▶ [Soal Latihan a]
Kembalikan seluruh tulisan tentang MK dan KPU di bawah ini persis sama, tanpa mengubah satu karakter pun.

Beranda
CATATAN
HUKUM
POLITIK
'Bongkar Kelicikan MK dan KPU'
'Bongkar Kelicikan MK dan KPU'


'Bongkar Kelicikan MK dan KPU'


Oleh: M Rizal Fadillah

Pemerhati Politik dan Kebangsaan


“Kalau cinta sudah dibuang

Jangan harap keadilan akan datang

Kesedihan hanya tontonan

Bagi mereka yang diperkuda jabatan


Oh oh ya oh ya oh ya, bongkar

Oh oh ya oh ya oh ya, bongkar”


Sepenggal lirik lagu “Bongkar” Iwan Fals nampaknya bukan hanya pas untuk mengkritik rezim Orba pada tahun 1989 tetapi lebih pas lagi untuk rezim Orjok saat ini. 


Orde Jokowi sudah kehilang cinta pada rakyat, hanya memikirkan kekuasaan diri, dinasti dan kroni. Membuang cinta demi memenuhi ambisi.


Jangan harap keadilan akan datang. Sampai akhir masa jabatan ia akan terus meradang dan menendang-nendang. 


Mengoyak perasaan rakyat yang semakin gamang. Mampukah rakyat berjuang agar Jokowi tumbang? 


Terlalu lama ia memperkuda jabatan dan menjadikan kepedihan rakyat sebagai tayangan.

▶ [Data Masukan]
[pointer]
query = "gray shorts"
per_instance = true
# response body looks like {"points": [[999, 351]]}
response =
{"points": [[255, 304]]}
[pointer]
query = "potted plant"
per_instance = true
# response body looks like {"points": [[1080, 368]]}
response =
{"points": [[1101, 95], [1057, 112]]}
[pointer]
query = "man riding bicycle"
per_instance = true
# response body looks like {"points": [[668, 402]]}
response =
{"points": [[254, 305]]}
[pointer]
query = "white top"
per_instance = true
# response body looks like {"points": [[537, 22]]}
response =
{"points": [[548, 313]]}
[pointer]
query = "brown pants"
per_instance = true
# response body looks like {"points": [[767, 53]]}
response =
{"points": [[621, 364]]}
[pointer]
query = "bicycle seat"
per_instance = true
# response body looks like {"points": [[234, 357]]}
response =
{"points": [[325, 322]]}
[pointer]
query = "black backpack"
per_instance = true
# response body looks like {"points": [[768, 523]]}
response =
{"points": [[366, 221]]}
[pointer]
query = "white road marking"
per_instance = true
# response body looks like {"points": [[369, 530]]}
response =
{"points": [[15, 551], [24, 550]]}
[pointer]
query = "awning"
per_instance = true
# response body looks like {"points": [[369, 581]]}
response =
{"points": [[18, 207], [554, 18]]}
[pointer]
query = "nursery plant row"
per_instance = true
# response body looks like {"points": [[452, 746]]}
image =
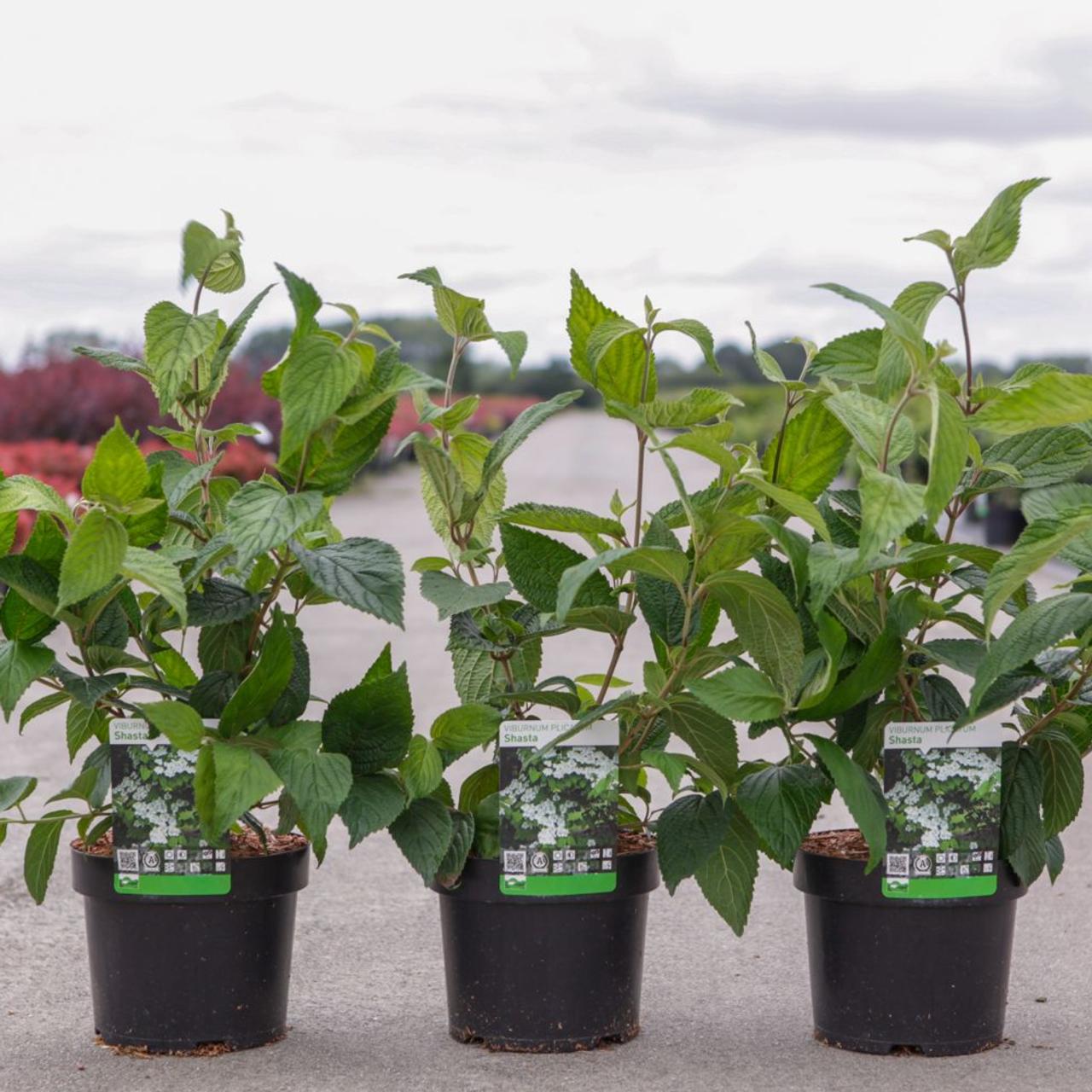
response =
{"points": [[912, 673]]}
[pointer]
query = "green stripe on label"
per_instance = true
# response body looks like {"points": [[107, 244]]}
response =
{"points": [[584, 884], [171, 885], [940, 887]]}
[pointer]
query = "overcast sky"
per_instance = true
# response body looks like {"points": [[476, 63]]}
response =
{"points": [[720, 157]]}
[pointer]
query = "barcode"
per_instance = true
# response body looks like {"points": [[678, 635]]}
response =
{"points": [[897, 864], [128, 861], [515, 862]]}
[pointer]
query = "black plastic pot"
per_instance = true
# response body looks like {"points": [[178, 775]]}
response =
{"points": [[1005, 522], [929, 975], [171, 973], [545, 974]]}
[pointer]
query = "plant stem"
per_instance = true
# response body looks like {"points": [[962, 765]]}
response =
{"points": [[1063, 703], [959, 296], [886, 453], [790, 404], [642, 443]]}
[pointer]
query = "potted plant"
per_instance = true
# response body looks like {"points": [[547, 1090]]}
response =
{"points": [[557, 971], [160, 549], [892, 967]]}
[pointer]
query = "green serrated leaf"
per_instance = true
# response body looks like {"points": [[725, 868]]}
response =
{"points": [[94, 557], [363, 573]]}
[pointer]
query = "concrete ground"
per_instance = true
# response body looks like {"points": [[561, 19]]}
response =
{"points": [[367, 1003]]}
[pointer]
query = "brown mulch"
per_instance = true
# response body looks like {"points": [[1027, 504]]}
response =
{"points": [[205, 1051], [635, 841], [847, 845], [247, 845]]}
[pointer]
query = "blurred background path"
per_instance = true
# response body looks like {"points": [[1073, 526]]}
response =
{"points": [[367, 998]]}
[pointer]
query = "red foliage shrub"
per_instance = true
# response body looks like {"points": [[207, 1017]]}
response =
{"points": [[61, 464], [75, 398]]}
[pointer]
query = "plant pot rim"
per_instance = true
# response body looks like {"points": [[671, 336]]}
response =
{"points": [[479, 881], [265, 876], [843, 880]]}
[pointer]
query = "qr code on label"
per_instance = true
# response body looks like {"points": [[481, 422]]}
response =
{"points": [[515, 862], [128, 861], [897, 864]]}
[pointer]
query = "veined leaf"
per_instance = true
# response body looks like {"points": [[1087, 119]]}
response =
{"points": [[172, 340], [810, 453], [619, 373], [363, 573], [374, 802], [230, 780], [262, 515], [537, 564], [373, 722], [561, 518], [20, 665], [688, 831], [319, 784], [423, 833], [1040, 541], [893, 367], [659, 561], [452, 595], [117, 474], [1040, 627], [318, 377], [93, 558], [259, 691], [519, 430], [740, 694], [867, 421], [782, 803], [851, 358], [949, 444], [465, 728], [1063, 778], [889, 506], [1024, 838], [1054, 398], [22, 492], [765, 623], [901, 327], [996, 233], [159, 573], [726, 877], [793, 503], [178, 722]]}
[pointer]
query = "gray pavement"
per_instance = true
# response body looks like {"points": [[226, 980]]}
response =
{"points": [[367, 1002]]}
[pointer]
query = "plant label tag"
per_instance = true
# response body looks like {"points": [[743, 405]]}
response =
{"points": [[944, 796], [159, 849], [558, 810]]}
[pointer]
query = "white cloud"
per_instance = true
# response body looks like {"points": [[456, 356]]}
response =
{"points": [[721, 160]]}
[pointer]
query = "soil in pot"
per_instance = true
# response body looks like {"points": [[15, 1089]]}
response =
{"points": [[199, 973], [893, 975], [547, 974]]}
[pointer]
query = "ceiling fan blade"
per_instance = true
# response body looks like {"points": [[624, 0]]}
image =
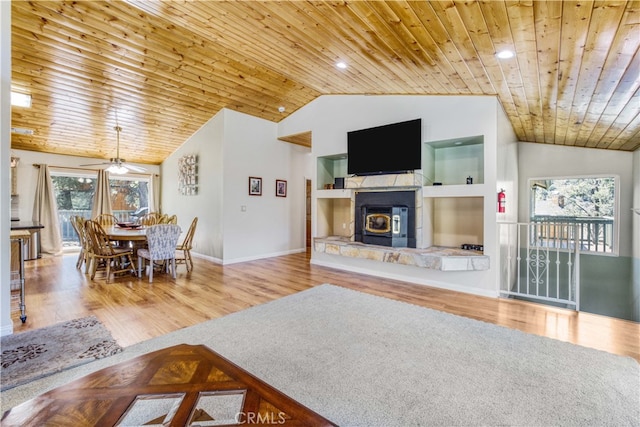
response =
{"points": [[97, 164]]}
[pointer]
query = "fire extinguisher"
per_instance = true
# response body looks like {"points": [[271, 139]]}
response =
{"points": [[501, 201]]}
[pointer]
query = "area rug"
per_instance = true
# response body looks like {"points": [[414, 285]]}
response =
{"points": [[30, 355], [363, 360]]}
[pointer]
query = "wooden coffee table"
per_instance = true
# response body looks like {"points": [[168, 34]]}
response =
{"points": [[184, 385]]}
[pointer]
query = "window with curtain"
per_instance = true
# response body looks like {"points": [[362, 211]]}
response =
{"points": [[583, 207]]}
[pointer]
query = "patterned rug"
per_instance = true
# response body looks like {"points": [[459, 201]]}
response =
{"points": [[30, 355]]}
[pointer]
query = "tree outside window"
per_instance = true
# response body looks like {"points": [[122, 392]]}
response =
{"points": [[586, 204]]}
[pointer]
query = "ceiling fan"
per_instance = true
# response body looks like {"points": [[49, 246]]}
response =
{"points": [[116, 164]]}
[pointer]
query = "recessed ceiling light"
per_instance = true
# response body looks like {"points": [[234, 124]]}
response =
{"points": [[505, 54]]}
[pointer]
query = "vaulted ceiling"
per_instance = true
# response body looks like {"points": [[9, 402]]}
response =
{"points": [[166, 67]]}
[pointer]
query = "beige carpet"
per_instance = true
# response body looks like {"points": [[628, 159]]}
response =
{"points": [[362, 360], [27, 356]]}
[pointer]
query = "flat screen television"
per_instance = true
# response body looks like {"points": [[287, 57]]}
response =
{"points": [[393, 148]]}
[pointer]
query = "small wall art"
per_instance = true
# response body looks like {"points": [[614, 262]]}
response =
{"points": [[188, 175], [281, 188], [255, 186]]}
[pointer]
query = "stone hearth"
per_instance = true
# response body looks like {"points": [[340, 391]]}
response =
{"points": [[434, 258]]}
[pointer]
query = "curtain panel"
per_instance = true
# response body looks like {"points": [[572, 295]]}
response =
{"points": [[45, 212]]}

▶ [Soal Latihan b]
Pilih dan salin setiap baris dari data di atas yang memuat kata "white", dengan memperhatikan perbedaan huruf besar dan kecil.

▶ [Jawaban Latihan a]
Beranda
CATATAN
HUKUM
POLITIK
'Bongkar Kelicikan MK dan KPU'
'Bongkar Kelicikan MK dan KPU'


'Bongkar Kelicikan MK dan KPU'


Oleh: M Rizal Fadillah

Pemerhati Politik dan Kebangsaan


“Kalau cinta sudah dibuang

Jangan harap keadilan akan datang

Kesedihan hanya tontonan

Bagi mereka yang diperkuda jabatan


Oh oh ya oh ya oh ya, bongkar

Oh oh ya oh ya oh ya, bongkar”


Sepenggal lirik lagu “Bongkar” Iwan Fals nampaknya bukan hanya pas untuk mengkritik rezim Orba pada tahun 1989 tetapi lebih pas lagi untuk rezim Orjok saat ini. 


Orde Jokowi sudah kehilang cinta pada rakyat, hanya memikirkan kekuasaan diri, dinasti dan kroni. Membuang cinta demi memenuhi ambisi.


Jangan harap keadilan akan datang. Sampai akhir masa jabatan ia akan terus meradang dan menendang-nendang. 


Mengoyak perasaan rakyat yang semakin gamang. Mampukah rakyat berjuang agar Jokowi tumbang? 


Terlalu lama ia memperkuda jabatan dan menjadikan kepedihan rakyat sebagai tayangan.

▶ [Jawaban Latihan b]
query = "white top"
query = "white road marking"
query = "white cloud"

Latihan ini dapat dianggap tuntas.